──────── Dataset excerpts

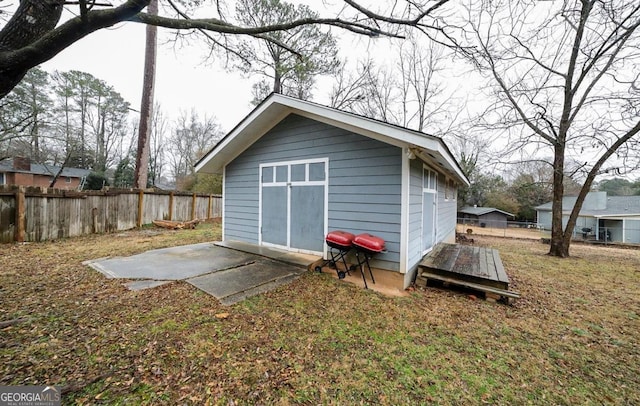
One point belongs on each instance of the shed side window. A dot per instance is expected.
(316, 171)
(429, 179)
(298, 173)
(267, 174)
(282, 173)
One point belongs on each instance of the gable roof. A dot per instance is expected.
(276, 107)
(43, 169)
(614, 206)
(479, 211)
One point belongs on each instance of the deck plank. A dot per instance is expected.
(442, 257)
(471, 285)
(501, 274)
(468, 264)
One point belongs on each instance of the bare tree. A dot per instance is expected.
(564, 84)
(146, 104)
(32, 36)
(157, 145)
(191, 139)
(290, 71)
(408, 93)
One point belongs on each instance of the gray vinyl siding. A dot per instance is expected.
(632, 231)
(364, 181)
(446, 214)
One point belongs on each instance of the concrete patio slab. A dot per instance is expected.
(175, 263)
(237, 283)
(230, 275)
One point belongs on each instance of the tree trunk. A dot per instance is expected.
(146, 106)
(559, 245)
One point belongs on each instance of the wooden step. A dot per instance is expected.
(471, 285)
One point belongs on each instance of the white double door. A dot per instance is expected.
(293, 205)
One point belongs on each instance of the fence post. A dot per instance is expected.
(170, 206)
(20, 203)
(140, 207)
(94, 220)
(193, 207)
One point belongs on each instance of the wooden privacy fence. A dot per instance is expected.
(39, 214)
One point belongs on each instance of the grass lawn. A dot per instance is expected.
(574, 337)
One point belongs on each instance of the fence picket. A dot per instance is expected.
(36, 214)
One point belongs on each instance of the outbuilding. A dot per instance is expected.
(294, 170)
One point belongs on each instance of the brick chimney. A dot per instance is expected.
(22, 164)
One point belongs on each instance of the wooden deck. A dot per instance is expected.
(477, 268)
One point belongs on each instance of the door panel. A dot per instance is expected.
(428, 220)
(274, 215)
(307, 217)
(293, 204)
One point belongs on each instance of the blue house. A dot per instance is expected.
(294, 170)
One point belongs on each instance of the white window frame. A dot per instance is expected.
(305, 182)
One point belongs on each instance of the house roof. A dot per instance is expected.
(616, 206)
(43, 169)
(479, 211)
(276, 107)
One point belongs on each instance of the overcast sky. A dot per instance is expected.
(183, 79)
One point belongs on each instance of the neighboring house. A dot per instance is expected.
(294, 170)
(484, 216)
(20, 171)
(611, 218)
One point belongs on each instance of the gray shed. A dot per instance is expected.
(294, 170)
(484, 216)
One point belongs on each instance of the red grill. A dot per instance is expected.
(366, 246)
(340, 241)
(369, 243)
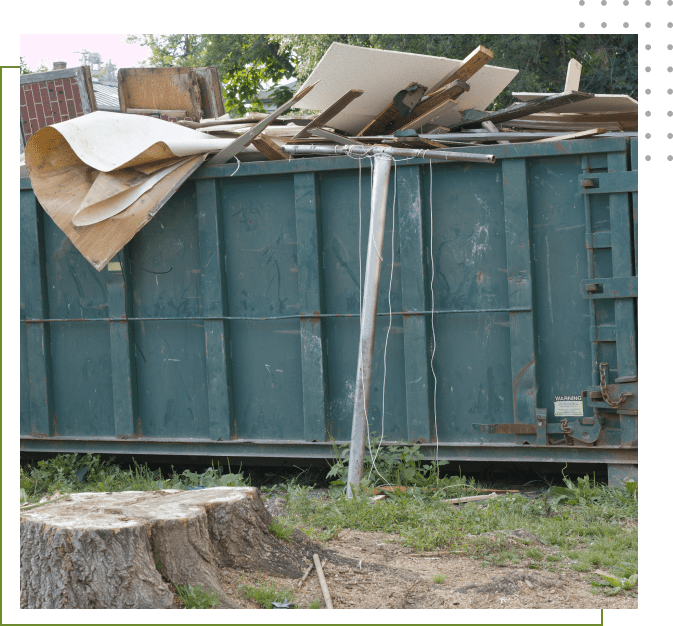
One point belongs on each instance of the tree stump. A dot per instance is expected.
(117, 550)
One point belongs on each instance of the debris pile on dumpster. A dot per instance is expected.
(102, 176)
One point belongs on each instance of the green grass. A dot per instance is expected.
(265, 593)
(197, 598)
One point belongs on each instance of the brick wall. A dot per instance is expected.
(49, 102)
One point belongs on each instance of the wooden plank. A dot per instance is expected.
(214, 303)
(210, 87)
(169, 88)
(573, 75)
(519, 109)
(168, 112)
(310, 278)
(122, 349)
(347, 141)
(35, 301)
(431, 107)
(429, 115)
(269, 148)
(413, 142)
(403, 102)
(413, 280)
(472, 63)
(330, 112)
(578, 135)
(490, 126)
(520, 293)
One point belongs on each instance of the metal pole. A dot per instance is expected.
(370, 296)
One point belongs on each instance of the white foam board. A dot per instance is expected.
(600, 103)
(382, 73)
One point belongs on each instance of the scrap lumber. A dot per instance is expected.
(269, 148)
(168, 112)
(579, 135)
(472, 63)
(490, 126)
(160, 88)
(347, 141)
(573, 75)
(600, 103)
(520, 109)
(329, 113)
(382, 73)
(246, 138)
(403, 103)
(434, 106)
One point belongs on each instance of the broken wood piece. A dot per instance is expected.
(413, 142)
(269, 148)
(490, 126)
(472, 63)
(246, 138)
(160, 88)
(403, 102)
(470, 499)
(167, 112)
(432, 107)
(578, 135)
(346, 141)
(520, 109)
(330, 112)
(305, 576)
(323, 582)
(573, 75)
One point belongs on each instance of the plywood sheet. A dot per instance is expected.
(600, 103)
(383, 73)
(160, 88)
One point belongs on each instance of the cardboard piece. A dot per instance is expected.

────────────────

> What needs to be done
Transcribe the whole listing exactly. Pictures are excluded.

> Solution for this problem
One point belongs on each instance of the shed side window. A dot per instance is expected.
(316, 171)
(429, 179)
(298, 173)
(267, 174)
(282, 173)
One point belongs on each instance of the gable roof. A dot per instance is expected.
(276, 107)
(43, 169)
(614, 206)
(479, 211)
One point belongs on each instance of the deck plank. A dot per instance is expected.
(442, 257)
(471, 285)
(501, 274)
(468, 264)
One point belongs on each instance of the bare tree. A dot per instance is expected.
(564, 84)
(146, 104)
(32, 36)
(157, 145)
(191, 139)
(290, 71)
(408, 93)
One point belongs on each instance of the gray vinyl siding. A dot per instance is expected.
(632, 231)
(364, 181)
(446, 214)
One point belongs on each instance of the concrete patio slab. A dot per instance is expected.
(175, 263)
(237, 283)
(230, 275)
One point belongs on each instance of the tree trunk. A dot per instance is expected.
(146, 106)
(559, 245)
One point belongs on each instance of the wooden step. A dot per instance is expected.
(471, 285)
One point belongs on each instance of the white double door. A dot per instance is expected.
(293, 205)
One point belongs on each instance of the fence post. A dot per instance is expected.
(170, 206)
(20, 203)
(140, 207)
(94, 220)
(193, 207)
One point belongs on each instance of the wooden privacy fence. A dot per instance is expected.
(39, 214)
One point belongs on each instance of the grass lawn. A dot per instance is expected.
(574, 337)
One point belongs on each instance of the fence picket. A dot per instance is expected.
(36, 214)
One point belongs on each instance of the outbuilding. A dot per instance is expected.
(294, 170)
One point belongs on each instance of the brick chimney. A dot per instance is expected.
(22, 164)
One point belongs on each instance of the wooden deck. A dot per instance is expected.
(477, 268)
One point belongs on each instance of the door panel. A dot per instance is expected.
(428, 220)
(274, 215)
(307, 217)
(293, 204)
One point belongs on each instance of the blue house. A dot per instance is expected.
(294, 170)
One point belongs on each instance of the white window frame. A dot per instance is expected.
(305, 182)
One point belongs on each instance of the house roof. A dot per instance is expected.
(616, 206)
(43, 169)
(479, 211)
(276, 107)
One point belongs on each instance of the overcast sky. A dot per instance is expected.
(183, 79)
One point belongs on each instance of the neighboring house. A dot per instance is expected.
(294, 170)
(484, 216)
(20, 171)
(611, 218)
One point belongs on each instance of the gray shed. A dot per instance is expected.
(294, 170)
(484, 216)
One point belongs on each instance of the red grill. A dot per instance is expected.
(366, 246)
(340, 241)
(369, 243)
One point belongs on each instance of the tree stump. A dot per instance is expected.
(117, 550)
One point belongs on each instance of the debris pile on dumpster. A dot per instance is expected.
(102, 176)
One point belongs on each instance of the green grass. A dot per instance is expected.
(265, 593)
(197, 598)
One point belongs on each instance of the brick wall. A dot per instance is expected.
(49, 102)
One point belongs on each instance of the wooden plank. A dot per instance is expected.
(214, 303)
(210, 87)
(169, 88)
(573, 75)
(519, 109)
(168, 112)
(310, 278)
(122, 349)
(347, 141)
(35, 301)
(431, 107)
(429, 115)
(269, 148)
(413, 142)
(403, 102)
(413, 280)
(472, 63)
(330, 112)
(578, 135)
(490, 126)
(520, 293)
One point belongs on each instance of the metal pole. A dot per instance is expected.
(370, 296)
One point belongs on each instance of the white foam board. A dot per instance is expected.
(600, 103)
(382, 73)
One point belongs on each instance of the scrap lumber. A dot per instance is expected.
(269, 148)
(168, 112)
(579, 135)
(472, 63)
(490, 126)
(160, 88)
(347, 141)
(573, 75)
(600, 103)
(520, 109)
(329, 113)
(382, 73)
(246, 138)
(403, 103)
(434, 106)
One point belongs on each instance of the broken wood piece. A dot per instance is expected.
(413, 142)
(269, 148)
(490, 126)
(472, 63)
(246, 138)
(160, 88)
(403, 102)
(470, 499)
(167, 112)
(432, 107)
(578, 135)
(346, 141)
(520, 109)
(330, 112)
(305, 576)
(323, 582)
(573, 75)
One point belongs on each instance of the plywood sheet. A dot per instance is expected.
(600, 103)
(383, 73)
(160, 88)
One point belongs on each instance of the cardboard piece. A dot per instance is expected.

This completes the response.